» **EXCERPT**:
= = = = =

In the case of a high activity medium energy beta emitter contained in a metal gauge, there is always the potential for bremsstrahlung x-rays. These will to some extent be shielded by the gauge exterior and shutter, but there will not be enough shielding to reduce these to background since the gauge would be too heavy (normally the gauge moves backwards and forwards at reasonable speed across the material being analysed). The bremsstrahlung x-ray photons usually present the more significant detectable radiation dose rates where persons might be located, particularly if the above mentioned barrier perimeter is located near the gauge, or where the gauge is 'offline' and being stored in a secure area.

Typically Ionactive experience is 3-10 micro Sv/h on contact with a typical Kr-85 gauge with 3 GBq of activity.

In the event of a leak the Kr-85 gas (which is an unreactive noble gas) would quickly disperse and not be easily detected during this process. A worse case scenario might be a submersion external dose rate over 1 minute. For Kr-85, if it is assumed that 1MBq is dispersed into 1m3 of air, with the body at the centre of this volume, then the dose rate per minute would be around 0.0153 micro Sv/min. If this value is factored up to a 3 GBq release into the same volume (1m3) for one minute, the dose rate would be 46 micro Sv/min. It is not realistic to calculate this over an hour as the gas would have dissipated far before the initial leak zone.

External exposure (arising from personal contamination) [Kr-85 (Krypton-85)]

The values below are either for uniform contamination on the skin (for 1 kBq/cm2) or as a single droplet (1 kBq) and are specified in mSv/h. It is assumed that no PPE is being worn which would attenuate the radiation.

= = = = =

» **JOB A**: Retype the stretch of the krypton-85 gauge excerpt from "The values below" through "attenuate the radiation.".

= = = = =

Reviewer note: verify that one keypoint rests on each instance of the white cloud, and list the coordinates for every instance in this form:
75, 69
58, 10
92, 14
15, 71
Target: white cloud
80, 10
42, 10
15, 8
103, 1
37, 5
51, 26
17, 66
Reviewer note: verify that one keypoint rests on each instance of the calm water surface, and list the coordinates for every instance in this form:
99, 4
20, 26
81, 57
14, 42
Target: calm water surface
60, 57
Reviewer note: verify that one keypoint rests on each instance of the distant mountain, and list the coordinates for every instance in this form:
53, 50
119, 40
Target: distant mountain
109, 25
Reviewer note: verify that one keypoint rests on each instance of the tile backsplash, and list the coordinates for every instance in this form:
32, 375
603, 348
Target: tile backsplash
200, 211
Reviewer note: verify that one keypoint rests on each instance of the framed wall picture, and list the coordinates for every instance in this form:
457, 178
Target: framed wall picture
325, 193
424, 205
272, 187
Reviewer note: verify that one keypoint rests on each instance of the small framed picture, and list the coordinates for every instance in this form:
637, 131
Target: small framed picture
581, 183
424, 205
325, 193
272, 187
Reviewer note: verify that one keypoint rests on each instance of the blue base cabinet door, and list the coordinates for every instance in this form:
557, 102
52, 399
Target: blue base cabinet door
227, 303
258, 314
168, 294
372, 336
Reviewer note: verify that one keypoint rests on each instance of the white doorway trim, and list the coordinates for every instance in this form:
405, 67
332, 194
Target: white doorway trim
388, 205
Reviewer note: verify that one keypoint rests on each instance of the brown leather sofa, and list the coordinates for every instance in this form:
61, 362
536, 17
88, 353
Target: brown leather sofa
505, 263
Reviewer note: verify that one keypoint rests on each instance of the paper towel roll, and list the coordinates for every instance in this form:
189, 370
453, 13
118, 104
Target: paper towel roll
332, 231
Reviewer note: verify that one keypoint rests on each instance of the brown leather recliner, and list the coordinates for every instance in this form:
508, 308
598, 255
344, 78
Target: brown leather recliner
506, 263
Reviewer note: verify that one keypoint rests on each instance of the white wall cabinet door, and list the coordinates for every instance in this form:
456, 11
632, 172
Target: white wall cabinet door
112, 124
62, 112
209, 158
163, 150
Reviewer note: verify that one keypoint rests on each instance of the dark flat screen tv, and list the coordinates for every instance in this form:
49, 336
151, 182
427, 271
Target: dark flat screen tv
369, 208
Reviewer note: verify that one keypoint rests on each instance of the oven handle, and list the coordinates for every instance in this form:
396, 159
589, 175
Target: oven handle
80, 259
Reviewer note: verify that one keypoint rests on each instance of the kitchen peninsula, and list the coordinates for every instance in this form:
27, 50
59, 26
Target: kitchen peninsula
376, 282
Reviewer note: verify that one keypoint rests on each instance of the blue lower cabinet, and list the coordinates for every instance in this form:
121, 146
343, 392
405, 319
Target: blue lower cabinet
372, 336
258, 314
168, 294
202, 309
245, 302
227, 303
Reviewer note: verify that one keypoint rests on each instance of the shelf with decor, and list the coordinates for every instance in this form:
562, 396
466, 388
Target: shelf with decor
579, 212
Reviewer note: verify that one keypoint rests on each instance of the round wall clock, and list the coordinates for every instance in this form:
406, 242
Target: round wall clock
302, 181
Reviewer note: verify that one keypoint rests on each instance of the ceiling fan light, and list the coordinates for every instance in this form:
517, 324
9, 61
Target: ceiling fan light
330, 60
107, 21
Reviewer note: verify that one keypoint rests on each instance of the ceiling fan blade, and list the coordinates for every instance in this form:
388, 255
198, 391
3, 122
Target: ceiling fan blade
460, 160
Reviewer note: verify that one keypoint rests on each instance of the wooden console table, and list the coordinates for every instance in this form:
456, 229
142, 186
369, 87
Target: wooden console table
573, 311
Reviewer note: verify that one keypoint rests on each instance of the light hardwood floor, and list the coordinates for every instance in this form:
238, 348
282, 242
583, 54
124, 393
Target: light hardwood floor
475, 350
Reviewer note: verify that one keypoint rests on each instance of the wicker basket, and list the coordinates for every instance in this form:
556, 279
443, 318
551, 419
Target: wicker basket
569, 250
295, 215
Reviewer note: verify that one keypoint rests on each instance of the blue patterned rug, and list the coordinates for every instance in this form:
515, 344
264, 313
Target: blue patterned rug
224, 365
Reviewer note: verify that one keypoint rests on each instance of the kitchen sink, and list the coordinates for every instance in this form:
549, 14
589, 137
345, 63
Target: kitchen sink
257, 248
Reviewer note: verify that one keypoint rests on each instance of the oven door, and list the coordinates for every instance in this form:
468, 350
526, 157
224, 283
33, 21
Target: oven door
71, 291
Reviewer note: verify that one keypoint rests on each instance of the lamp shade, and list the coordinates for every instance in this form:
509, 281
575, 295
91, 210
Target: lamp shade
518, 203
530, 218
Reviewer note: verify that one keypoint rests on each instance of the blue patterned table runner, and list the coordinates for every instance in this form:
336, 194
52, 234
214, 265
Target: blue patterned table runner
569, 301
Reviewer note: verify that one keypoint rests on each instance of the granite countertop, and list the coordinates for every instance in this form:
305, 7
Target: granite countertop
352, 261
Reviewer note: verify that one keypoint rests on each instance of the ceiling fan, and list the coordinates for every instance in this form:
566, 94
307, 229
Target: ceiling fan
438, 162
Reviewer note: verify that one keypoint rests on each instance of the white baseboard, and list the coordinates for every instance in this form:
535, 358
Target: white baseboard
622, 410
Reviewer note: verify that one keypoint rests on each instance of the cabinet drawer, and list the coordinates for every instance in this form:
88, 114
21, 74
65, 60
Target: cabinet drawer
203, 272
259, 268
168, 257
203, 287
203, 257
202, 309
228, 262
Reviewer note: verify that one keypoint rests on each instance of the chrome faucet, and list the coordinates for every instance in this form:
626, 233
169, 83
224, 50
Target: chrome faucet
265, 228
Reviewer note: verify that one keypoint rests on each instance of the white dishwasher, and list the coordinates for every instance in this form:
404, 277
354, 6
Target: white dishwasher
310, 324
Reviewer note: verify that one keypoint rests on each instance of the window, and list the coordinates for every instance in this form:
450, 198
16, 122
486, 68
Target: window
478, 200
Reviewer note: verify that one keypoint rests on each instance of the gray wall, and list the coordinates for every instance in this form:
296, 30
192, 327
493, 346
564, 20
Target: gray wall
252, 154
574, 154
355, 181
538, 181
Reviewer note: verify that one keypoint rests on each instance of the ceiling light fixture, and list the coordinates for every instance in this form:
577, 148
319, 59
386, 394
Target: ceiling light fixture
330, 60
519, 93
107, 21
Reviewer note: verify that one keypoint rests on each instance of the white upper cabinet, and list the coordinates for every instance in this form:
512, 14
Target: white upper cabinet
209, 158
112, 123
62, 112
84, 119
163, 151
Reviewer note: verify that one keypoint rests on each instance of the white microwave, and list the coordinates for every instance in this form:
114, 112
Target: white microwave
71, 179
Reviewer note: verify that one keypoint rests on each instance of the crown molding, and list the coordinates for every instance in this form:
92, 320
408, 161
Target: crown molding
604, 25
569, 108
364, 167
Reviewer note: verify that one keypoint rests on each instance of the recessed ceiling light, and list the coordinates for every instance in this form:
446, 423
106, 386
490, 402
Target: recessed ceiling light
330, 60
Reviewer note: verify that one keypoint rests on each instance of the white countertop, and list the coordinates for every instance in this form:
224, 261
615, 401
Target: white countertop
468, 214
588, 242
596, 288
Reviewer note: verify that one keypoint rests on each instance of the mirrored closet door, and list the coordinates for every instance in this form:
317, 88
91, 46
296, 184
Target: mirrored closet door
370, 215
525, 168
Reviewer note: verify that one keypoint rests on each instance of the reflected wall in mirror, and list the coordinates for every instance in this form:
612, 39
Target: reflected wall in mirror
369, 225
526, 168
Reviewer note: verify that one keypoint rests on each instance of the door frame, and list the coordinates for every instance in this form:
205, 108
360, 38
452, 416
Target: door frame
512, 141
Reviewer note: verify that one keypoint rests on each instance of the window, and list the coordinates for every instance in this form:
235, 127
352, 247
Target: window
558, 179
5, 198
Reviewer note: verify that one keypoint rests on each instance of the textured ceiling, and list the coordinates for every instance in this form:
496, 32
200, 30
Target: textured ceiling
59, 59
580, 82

= = = = =

» **JOB B**: Gather every line from the entries that contains the string "screen".

» **FULL OUTPUT A**:
The values below are either for uniform contamination on the skin (for 1 kBq/cm2) or as a single droplet (1 kBq) and are specified in mSv/h. It is assumed that no PPE is being worn which would attenuate the radiation.

» **FULL OUTPUT B**:
Reviewer note: verify that one keypoint rests on each instance of the dark flat screen tv, and list the coordinates for every instance in this form:
Target: dark flat screen tv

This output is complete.